# Rabbits and dogs



## nobunnynoclue (Jul 21, 2011)

Has anybody here been lucky enough to have a dog that ignores or at best tolerates the bunny well? I have two dogs. As a new bunny mom, I feel that I can't trust my dogs. One is a terrier mix, the other is an australian shepherd. Niether one bred to leave small animals along. But they are good around the rabbit, show some interest, but mostly leave her alone. I just don't think I can ever feel comfortable enough to let bunny roam around without supervision with the dogs in the house. 

anybody else?


----------



## Nancy McClelland (Jul 21, 2011)

In 40 years I have had one dog that I could trust around any animal I told her to leave alone. Our Cockatiel could even ride on her back and she used to love catching birds. I would be especially leery of any with "terrier" in their back ground.


----------



## plasticbunny (Jul 21, 2011)

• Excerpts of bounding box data
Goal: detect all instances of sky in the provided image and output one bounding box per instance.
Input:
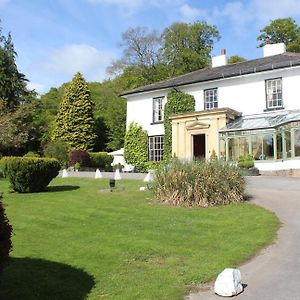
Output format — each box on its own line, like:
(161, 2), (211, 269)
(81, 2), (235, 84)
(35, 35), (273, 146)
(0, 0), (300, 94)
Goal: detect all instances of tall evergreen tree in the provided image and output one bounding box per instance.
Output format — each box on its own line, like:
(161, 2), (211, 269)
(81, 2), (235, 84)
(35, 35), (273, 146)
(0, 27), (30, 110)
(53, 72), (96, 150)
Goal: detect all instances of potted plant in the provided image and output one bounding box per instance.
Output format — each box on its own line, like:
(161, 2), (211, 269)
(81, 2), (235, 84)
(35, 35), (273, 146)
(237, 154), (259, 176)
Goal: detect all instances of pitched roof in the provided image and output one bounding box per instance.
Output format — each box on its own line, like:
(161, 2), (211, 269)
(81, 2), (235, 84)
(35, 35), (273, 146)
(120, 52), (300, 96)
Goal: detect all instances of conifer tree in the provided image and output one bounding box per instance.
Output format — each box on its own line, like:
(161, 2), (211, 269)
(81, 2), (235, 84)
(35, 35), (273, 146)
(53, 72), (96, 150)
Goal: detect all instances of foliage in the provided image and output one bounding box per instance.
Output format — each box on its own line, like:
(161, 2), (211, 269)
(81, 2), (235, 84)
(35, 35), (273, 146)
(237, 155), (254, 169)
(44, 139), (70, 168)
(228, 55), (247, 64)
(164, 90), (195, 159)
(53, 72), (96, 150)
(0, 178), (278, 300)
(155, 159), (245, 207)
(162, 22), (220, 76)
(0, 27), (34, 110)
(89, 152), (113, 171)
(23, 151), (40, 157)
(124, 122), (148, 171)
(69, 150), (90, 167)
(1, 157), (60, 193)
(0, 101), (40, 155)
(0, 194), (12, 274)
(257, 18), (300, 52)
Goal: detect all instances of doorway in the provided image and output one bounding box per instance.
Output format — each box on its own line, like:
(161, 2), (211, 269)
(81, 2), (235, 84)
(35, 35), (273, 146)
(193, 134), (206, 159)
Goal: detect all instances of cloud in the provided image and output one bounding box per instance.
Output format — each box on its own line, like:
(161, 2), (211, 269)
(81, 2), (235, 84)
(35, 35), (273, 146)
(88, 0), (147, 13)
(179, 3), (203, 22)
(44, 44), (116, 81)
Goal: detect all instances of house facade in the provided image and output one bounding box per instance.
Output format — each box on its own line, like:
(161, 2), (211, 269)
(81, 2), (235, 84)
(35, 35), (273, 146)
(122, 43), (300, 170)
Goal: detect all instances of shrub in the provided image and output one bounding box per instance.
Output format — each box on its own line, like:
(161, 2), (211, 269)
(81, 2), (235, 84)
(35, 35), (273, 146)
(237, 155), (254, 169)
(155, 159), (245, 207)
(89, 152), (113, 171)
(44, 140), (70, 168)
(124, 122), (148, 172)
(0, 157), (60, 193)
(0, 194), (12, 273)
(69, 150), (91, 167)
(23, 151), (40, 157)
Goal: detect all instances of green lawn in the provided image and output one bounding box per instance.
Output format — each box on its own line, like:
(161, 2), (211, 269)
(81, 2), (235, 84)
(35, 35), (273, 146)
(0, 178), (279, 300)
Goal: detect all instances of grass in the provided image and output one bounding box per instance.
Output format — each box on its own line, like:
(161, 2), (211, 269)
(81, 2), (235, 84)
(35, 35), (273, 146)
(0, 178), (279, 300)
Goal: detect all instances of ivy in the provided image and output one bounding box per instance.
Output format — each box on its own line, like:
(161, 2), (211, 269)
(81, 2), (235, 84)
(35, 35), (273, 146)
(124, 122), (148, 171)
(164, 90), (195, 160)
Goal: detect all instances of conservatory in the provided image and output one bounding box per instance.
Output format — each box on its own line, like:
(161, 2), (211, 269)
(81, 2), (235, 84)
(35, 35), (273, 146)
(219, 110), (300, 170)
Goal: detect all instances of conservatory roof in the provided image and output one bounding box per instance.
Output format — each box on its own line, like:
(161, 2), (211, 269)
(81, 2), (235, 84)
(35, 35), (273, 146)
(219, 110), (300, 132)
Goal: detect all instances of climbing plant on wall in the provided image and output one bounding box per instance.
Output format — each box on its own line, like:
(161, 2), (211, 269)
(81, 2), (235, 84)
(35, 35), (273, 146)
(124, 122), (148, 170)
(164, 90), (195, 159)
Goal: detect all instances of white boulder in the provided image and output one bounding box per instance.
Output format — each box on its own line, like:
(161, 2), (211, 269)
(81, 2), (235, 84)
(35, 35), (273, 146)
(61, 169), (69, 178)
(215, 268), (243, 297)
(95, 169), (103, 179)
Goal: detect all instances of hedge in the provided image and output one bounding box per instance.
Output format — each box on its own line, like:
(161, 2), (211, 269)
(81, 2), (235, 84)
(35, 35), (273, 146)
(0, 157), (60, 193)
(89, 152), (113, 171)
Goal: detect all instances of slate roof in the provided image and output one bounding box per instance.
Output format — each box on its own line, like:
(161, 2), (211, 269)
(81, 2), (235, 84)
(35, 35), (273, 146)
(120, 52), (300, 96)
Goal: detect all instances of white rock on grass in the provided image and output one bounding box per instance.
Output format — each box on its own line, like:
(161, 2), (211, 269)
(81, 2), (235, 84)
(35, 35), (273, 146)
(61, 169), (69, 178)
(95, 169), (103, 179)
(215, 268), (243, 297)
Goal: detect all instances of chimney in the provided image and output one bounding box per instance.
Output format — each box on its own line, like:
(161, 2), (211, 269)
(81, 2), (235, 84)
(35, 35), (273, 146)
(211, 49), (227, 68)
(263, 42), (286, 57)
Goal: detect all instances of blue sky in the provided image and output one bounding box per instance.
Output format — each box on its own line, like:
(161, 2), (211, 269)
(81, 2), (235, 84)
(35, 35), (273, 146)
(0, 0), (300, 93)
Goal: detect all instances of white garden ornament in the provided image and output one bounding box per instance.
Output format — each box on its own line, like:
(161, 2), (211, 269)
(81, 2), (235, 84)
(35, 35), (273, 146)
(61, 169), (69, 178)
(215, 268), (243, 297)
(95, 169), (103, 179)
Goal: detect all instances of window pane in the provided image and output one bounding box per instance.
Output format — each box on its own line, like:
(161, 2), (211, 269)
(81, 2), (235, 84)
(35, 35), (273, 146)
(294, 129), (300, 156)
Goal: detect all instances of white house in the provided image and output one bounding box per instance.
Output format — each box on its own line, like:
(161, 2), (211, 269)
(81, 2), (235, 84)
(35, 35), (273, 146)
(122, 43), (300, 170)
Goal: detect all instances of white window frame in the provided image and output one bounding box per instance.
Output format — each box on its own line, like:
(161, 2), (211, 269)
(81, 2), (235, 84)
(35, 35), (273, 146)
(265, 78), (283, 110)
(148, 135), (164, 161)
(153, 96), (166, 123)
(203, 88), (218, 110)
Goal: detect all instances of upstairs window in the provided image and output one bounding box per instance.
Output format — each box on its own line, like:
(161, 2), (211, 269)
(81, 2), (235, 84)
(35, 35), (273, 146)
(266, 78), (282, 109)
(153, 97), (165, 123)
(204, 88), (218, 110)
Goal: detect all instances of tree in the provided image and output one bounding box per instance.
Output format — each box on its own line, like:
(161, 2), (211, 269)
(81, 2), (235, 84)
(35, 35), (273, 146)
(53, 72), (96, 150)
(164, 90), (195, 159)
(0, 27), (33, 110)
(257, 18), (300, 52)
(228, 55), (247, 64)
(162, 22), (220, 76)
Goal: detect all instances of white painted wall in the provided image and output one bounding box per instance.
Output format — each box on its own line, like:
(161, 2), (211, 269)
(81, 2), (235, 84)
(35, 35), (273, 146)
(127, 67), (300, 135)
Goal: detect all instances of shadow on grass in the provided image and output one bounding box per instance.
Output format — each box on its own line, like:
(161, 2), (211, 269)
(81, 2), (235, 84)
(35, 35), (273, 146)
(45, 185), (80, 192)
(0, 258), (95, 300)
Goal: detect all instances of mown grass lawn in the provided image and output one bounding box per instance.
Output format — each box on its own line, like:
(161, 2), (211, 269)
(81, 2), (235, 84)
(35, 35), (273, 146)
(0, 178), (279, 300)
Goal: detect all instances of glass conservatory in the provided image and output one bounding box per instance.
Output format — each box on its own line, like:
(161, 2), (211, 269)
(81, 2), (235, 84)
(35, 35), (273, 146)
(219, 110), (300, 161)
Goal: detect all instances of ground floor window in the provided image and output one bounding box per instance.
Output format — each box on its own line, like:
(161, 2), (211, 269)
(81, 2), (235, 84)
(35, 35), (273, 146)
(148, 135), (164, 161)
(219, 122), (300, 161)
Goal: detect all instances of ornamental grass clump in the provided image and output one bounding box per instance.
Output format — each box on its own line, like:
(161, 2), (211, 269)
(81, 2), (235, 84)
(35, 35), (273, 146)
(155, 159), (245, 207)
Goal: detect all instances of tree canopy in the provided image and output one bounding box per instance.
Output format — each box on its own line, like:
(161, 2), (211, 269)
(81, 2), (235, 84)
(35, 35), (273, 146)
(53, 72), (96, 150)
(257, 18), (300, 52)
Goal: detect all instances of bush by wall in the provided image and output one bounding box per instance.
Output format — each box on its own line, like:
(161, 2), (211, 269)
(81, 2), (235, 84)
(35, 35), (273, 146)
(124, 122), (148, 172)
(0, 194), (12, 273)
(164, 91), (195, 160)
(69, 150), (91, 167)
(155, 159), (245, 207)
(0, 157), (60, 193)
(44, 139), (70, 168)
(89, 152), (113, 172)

• What the task requires
In the rabbits and dogs thread, what kinds of dogs does nobunnynoclue own? The records are separate material, unconnected to the rabbits and dogs thread.

• Answer for this exercise
A terrier mix and an Australian shepherd.